* _Extrait_:
▬▬▬
La mondialisation est un phénomène à la fois spatial et temporel .elle est portée par cinq ouvertures qui font que le centre du monde est aujourd’hui partout : 1. L’ouverture des mentalités : la dynamique intellectuelle de la mondialisation ; 2 .L’ouverture de l’espace : la dynamique démographique et migratoire ; 3 .L’ouverture des échanges : la dynamique commerciale ; 4 .L’ouverture des frontières : la dynamique des transports ; 5 .L’ouverture du progrès technique : la dynamique technologique.
Ainsi selon Michaëlle Jean-Louis (2001)
Le terme mondialisation utilisé de nos jours avant tout au processus dynamique et multidimensionnel, ainsi cette mondialisation concerne au moins cinq éléments de l’économie internationale 1-la mondialisation des marchés des biens et services 2-la mondialisation de la concurrence et l’apparition de nouveaux concurrents étrangers 3-la mondialisation de la technologie avec une forte vitesse de propagation des innovations et la convergence des standards. 4-la mondialisation des firmes et des industries avec d’importants investissements à l’étranger, des délocalisations des accords de coopération et des alliances internationales. 5-la mondialisation des marchés financiers qui se traduit par une forte croissance des investissements de porte feuille et des déplacements massifs et instantanés des capitaux a court terme.
▬▬▬
* _Données fournies_:

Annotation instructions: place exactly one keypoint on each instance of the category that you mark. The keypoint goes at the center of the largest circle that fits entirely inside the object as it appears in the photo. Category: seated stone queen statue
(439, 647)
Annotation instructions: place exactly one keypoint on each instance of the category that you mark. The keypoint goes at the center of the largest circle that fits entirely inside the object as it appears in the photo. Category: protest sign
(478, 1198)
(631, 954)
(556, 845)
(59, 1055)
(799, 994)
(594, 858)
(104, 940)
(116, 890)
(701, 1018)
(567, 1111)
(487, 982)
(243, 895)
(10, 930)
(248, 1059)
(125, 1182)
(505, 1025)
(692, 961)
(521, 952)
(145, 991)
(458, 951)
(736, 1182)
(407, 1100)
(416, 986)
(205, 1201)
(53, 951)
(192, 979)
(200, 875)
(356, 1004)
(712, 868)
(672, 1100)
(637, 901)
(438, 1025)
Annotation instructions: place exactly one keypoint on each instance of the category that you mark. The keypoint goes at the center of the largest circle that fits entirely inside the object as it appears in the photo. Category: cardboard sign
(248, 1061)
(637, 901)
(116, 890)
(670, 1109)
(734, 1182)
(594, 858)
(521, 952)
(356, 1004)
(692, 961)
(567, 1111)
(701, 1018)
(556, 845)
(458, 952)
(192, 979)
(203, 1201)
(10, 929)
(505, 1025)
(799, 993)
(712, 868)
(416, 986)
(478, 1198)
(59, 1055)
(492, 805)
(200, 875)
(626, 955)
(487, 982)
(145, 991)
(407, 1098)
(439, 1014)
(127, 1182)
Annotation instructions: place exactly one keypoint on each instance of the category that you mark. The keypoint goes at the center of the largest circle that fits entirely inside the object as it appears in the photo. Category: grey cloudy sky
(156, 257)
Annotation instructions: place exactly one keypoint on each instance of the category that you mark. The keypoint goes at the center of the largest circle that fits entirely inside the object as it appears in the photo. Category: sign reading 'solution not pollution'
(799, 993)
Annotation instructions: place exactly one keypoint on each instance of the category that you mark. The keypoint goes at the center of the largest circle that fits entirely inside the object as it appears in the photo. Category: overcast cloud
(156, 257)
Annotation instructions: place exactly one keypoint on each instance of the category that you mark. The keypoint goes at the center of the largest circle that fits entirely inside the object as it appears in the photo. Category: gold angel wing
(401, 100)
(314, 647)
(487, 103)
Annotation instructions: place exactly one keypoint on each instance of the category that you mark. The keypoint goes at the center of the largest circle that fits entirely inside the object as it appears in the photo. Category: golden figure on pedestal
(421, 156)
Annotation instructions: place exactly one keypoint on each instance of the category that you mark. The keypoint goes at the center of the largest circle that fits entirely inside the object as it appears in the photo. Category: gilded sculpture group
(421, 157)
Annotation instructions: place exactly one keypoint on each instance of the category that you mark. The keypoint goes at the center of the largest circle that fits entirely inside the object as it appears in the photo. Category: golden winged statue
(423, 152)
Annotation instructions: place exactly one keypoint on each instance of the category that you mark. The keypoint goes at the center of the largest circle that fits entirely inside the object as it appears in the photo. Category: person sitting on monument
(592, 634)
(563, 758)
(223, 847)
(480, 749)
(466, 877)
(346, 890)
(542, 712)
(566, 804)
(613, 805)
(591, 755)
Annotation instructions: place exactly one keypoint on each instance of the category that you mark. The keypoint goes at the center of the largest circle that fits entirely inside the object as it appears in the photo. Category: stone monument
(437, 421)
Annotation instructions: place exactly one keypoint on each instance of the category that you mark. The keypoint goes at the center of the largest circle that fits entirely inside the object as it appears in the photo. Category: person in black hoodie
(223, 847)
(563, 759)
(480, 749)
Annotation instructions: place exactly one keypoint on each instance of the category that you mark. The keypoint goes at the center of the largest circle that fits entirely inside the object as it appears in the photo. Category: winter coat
▬▬▬
Citez mot pour mot la portion de l'extrait sur la mondialisation qui débute aux mots « Ainsi selon Michaëlle » et s'arrête après « a court terme. ».

* _Réponse rédigée_:
Ainsi selon Michaëlle Jean-Louis (2001)
Le terme mondialisation utilisé de nos jours avant tout au processus dynamique et multidimensionnel, ainsi cette mondialisation concerne au moins cinq éléments de l’économie internationale 1-la mondialisation des marchés des biens et services 2-la mondialisation de la concurrence et l’apparition de nouveaux concurrents étrangers 3-la mondialisation de la technologie avec une forte vitesse de propagation des innovations et la convergence des standards. 4-la mondialisation des firmes et des industries avec d’importants investissements à l’étranger, des délocalisations des accords de coopération et des alliances internationales. 5-la mondialisation des marchés financiers qui se traduit par une forte croissance des investissements de porte feuille et des déplacements massifs et instantanés des capitaux a court terme.